Photo object pointing records
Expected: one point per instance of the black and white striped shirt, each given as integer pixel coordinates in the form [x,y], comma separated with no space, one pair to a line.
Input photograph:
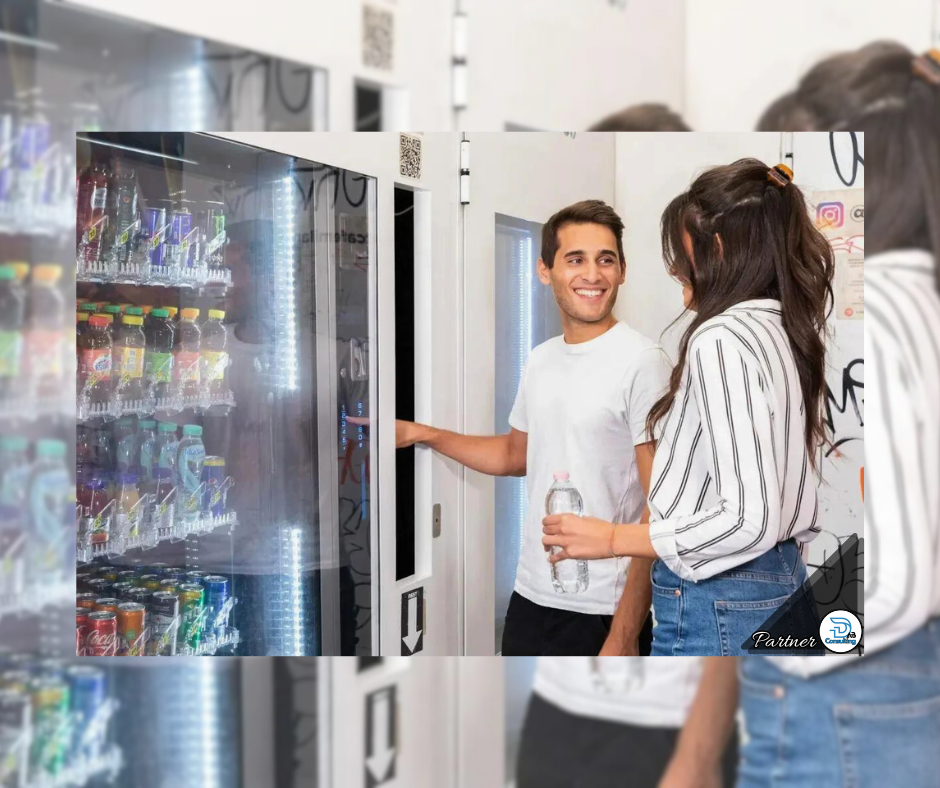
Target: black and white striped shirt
[902,454]
[731,477]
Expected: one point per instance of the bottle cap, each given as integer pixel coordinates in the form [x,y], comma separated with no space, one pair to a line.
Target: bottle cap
[50,448]
[47,273]
[14,443]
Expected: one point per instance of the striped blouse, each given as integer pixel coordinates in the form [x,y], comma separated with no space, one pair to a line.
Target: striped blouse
[731,477]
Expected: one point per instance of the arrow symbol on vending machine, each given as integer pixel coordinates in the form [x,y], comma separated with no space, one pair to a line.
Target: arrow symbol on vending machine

What the task asks
Please recast all of the data above as a numbered list, leaving out blank lines and the pictures.

Written answer
1. Expected: one point per instance of the black and white striped shirt, each given as integer pixel coordinates in the form [x,y], comma separated with no space, one pair to a line.
2. Input photograph:
3. Target: black and white striped shirt
4. [902,454]
5. [731,477]
6. Expected: one point per instance of the bottle cap, each given as integer pixel coordinates in the form [x,y], comma separated with no space, one pair to a line.
7. Target: bottle cap
8. [50,448]
9. [47,273]
10. [14,443]
11. Expected: one point per instance of the striped blouse, each given as integer pixel coordinates in the form [x,y], comma separated with no space, one pair to a line.
12. Target: striped blouse
13. [731,477]
14. Expected: one point per instance of the arrow symbol on vending machine, each given as integer pixel coordinates in the form [x,y], comma separated with no space, one pair to a line.
15. Target: arrow symbol on vending machine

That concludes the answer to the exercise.